- Directions -
Count the lines in the records below that contain the word "black", matching case exactly. Give only the number.

- Given entries -
■ ■ ■ ■ ■ ■ ■

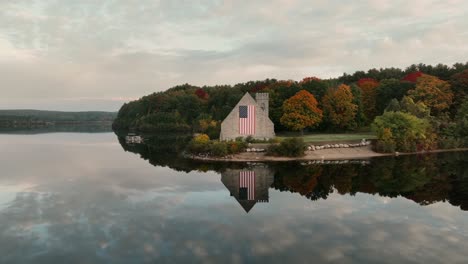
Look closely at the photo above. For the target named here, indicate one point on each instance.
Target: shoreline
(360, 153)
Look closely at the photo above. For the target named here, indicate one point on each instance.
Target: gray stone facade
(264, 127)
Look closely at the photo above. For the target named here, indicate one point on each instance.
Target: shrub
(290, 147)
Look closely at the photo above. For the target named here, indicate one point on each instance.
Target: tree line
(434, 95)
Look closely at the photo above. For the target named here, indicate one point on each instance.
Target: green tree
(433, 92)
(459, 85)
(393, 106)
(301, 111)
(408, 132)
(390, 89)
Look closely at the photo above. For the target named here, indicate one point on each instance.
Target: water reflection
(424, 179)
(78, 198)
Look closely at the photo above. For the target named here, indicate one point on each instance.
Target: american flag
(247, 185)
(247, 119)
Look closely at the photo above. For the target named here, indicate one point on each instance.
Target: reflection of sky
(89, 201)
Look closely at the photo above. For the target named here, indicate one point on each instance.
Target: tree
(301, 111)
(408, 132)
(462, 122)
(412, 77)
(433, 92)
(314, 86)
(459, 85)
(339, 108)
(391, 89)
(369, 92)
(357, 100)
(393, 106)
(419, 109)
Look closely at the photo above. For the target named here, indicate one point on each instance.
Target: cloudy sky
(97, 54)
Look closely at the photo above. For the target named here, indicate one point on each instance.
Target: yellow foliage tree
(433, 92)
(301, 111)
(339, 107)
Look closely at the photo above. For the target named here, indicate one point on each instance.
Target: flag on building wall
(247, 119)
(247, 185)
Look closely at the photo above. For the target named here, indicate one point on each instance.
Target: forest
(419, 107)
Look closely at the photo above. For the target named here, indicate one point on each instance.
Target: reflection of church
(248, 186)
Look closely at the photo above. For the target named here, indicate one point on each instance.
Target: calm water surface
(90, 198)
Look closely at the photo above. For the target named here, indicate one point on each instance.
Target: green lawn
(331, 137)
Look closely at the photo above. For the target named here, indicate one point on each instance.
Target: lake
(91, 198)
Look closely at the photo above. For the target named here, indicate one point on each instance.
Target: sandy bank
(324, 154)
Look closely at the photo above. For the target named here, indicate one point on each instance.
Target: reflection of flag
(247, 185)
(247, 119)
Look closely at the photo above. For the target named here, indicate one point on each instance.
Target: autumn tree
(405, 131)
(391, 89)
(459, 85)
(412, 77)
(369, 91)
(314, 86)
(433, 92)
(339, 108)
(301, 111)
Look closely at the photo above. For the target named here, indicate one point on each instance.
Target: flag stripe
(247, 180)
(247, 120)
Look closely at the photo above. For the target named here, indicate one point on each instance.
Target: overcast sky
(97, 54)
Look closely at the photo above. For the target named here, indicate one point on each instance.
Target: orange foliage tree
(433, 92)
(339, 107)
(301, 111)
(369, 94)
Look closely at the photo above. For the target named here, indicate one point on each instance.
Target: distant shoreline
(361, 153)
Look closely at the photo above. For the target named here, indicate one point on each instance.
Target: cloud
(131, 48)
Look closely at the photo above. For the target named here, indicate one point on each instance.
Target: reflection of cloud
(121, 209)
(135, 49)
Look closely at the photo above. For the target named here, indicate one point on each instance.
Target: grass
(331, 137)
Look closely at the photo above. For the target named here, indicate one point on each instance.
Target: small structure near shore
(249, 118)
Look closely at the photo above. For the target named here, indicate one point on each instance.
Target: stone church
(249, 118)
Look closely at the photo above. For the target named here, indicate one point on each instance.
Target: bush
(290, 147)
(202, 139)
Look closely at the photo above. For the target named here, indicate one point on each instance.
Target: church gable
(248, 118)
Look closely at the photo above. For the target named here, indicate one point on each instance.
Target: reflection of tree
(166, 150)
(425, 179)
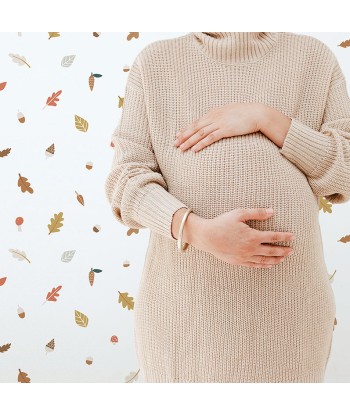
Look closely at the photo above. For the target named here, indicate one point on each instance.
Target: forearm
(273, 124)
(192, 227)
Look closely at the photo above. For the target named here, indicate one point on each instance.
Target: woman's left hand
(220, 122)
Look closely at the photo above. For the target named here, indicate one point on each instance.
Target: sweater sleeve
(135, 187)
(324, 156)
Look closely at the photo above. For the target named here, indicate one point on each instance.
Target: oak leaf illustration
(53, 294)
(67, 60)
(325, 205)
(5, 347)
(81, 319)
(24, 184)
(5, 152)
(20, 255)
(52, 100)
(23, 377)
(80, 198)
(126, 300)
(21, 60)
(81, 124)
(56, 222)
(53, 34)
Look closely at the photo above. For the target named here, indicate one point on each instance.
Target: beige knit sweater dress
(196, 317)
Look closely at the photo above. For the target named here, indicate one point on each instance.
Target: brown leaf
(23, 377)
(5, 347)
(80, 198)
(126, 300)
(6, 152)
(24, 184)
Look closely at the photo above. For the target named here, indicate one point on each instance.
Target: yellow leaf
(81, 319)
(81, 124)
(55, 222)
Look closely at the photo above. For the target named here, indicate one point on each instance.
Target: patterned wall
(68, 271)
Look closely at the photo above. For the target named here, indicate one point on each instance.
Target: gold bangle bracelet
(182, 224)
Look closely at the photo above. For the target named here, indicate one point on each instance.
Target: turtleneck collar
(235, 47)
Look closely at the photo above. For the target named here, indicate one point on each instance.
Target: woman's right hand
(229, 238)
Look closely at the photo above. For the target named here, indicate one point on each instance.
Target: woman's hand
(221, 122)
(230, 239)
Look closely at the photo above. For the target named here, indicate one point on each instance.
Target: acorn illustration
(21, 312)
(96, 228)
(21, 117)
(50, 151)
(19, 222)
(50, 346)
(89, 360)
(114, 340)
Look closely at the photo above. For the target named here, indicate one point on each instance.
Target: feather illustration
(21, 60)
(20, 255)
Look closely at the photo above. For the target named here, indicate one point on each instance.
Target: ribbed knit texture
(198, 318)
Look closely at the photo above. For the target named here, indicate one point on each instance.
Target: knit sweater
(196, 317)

■ ■ ■ ■ ■ ■ ■

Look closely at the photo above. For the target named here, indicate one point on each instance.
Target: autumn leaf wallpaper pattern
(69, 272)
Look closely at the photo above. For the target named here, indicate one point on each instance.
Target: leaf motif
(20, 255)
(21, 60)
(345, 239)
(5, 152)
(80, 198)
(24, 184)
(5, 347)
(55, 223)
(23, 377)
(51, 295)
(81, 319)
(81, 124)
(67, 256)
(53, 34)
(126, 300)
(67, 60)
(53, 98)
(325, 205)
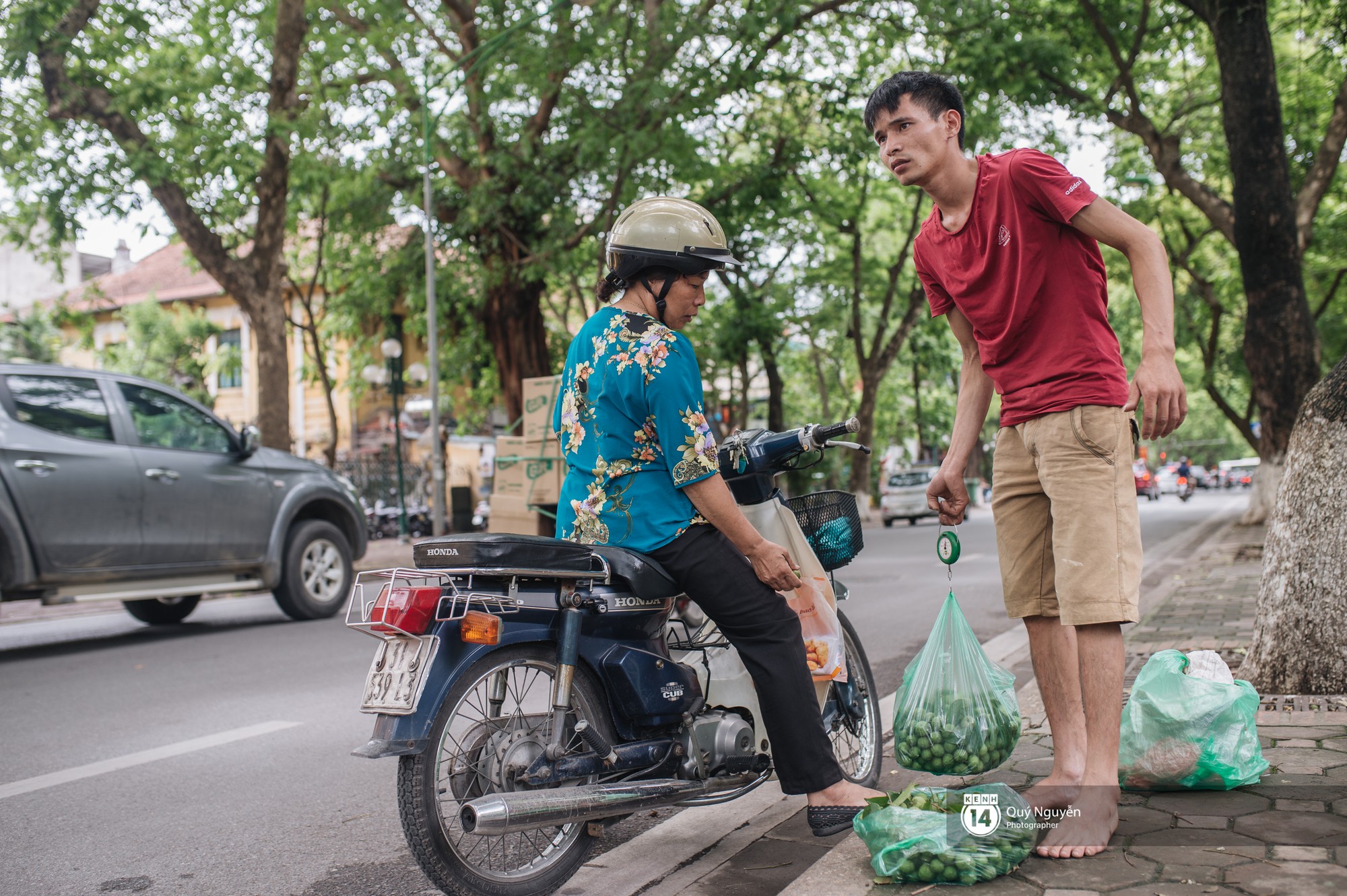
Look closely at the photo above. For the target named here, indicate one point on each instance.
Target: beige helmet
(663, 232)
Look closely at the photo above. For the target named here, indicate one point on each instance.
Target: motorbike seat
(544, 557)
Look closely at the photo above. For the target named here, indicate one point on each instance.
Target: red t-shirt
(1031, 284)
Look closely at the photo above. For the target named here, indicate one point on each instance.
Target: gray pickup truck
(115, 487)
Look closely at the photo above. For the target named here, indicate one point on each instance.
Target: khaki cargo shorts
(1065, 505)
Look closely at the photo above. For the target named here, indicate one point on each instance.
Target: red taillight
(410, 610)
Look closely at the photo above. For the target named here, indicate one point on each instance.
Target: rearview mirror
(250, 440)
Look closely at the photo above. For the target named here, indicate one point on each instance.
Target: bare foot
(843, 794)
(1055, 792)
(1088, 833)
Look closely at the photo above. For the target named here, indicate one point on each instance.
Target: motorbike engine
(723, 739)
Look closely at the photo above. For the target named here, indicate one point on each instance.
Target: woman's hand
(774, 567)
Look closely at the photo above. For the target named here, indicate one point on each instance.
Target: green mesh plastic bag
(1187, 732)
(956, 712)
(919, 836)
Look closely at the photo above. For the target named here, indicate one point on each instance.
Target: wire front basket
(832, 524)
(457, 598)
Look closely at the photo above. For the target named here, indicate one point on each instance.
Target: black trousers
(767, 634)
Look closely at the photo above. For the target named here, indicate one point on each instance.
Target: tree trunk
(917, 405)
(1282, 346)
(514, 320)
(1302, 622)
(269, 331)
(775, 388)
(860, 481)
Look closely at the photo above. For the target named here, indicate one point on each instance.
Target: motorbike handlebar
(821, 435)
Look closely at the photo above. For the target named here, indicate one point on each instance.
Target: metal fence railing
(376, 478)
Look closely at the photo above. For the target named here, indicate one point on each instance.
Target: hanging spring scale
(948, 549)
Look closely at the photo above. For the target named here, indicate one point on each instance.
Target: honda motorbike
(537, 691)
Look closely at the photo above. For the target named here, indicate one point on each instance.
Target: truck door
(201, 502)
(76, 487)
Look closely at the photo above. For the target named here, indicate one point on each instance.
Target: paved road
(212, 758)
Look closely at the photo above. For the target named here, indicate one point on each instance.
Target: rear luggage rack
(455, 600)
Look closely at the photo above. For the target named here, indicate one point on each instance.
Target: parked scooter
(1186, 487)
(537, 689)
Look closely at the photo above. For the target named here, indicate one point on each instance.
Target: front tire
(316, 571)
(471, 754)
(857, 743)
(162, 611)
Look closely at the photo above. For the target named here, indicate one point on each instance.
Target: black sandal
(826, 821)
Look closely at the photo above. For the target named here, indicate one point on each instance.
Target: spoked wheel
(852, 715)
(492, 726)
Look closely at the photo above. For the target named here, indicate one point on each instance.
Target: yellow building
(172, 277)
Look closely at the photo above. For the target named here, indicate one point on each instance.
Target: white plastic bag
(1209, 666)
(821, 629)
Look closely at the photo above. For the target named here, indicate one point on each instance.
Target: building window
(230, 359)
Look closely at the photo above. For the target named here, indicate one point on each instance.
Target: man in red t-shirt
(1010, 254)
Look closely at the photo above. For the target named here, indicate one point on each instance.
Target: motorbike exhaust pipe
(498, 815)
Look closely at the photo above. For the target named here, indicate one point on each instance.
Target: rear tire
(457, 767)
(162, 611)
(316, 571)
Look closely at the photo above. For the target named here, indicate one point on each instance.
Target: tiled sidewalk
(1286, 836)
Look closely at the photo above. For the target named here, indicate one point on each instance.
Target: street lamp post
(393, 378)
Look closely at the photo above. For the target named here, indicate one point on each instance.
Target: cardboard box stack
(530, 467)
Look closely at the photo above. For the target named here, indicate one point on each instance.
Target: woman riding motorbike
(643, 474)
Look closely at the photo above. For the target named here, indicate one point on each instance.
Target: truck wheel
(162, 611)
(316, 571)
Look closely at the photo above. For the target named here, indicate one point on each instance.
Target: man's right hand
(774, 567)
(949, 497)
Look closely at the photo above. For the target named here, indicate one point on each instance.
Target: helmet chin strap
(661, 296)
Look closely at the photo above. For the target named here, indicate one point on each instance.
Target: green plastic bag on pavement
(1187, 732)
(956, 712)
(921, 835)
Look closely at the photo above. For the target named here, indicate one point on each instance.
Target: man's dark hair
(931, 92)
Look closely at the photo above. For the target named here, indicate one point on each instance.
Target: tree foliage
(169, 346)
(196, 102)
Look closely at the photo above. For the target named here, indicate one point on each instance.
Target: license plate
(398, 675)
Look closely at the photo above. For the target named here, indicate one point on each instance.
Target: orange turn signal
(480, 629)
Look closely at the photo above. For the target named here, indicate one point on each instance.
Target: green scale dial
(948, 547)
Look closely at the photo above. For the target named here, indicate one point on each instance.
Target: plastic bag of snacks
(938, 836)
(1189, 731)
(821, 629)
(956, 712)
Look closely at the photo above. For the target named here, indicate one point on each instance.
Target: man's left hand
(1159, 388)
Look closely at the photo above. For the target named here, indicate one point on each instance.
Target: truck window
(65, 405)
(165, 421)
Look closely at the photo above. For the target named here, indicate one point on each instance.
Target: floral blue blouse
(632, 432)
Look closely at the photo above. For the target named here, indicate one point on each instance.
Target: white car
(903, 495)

■ ■ ■ ■ ■ ■ ■

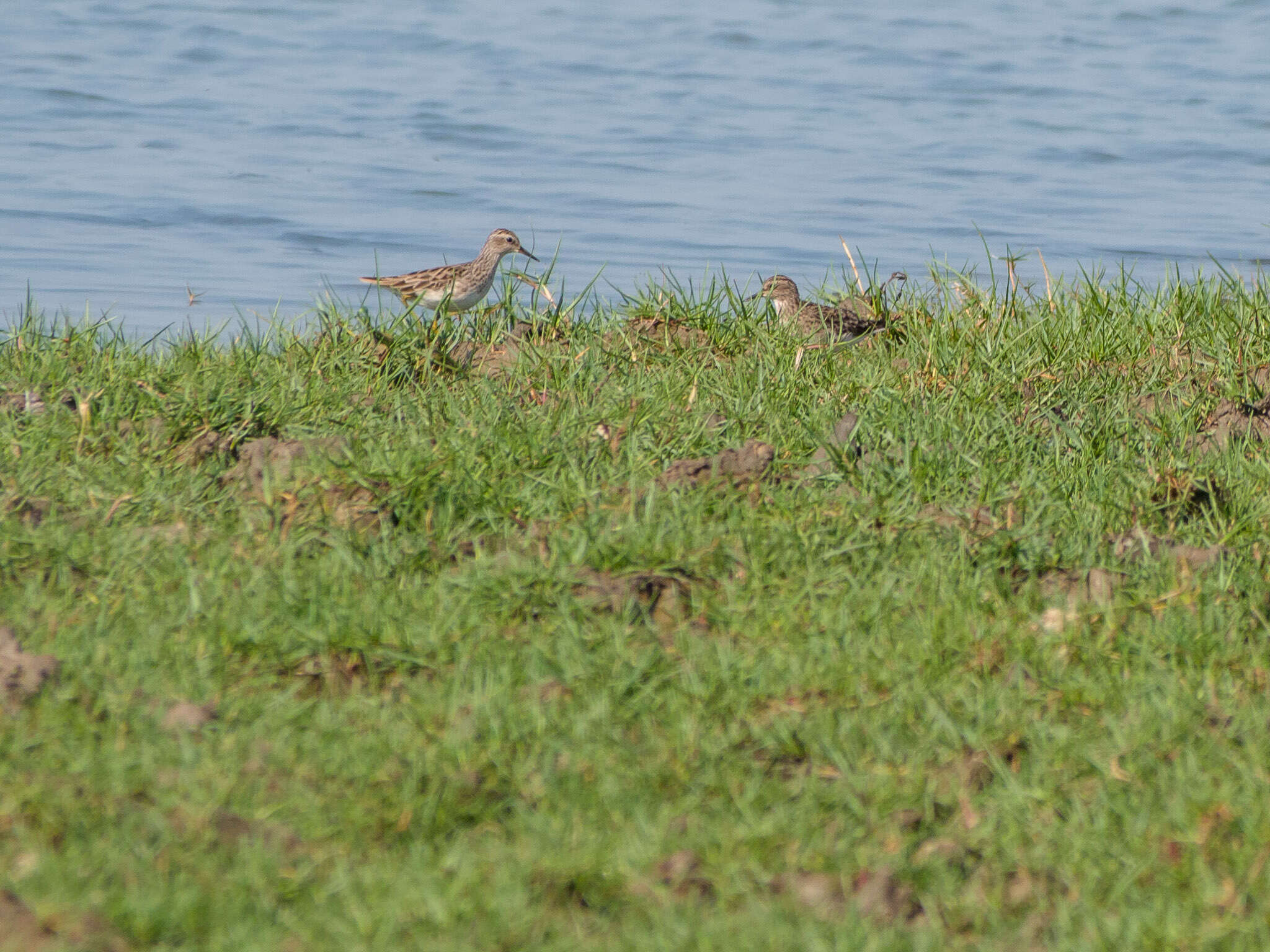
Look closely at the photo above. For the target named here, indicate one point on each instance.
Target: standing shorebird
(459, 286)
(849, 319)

■ ■ ■ ■ ■ ■ ■

- Response to this task -
2